INSTRUCTIONS TO FOLLOW: Count how many lines in the items below contain the string "pixel". Reply with the number alone.

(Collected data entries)
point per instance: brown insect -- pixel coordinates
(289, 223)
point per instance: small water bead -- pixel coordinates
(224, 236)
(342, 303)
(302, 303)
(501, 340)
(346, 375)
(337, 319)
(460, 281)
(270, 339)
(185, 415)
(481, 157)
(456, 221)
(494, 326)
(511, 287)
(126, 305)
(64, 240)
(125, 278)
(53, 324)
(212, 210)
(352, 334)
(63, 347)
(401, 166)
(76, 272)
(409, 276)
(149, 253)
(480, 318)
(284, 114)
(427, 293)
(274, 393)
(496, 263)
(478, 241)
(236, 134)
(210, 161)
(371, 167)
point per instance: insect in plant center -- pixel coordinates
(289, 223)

...

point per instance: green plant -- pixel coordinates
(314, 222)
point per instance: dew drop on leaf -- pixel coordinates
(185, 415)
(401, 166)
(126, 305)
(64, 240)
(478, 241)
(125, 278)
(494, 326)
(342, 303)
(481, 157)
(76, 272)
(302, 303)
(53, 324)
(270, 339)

FULL RESPONSE: 5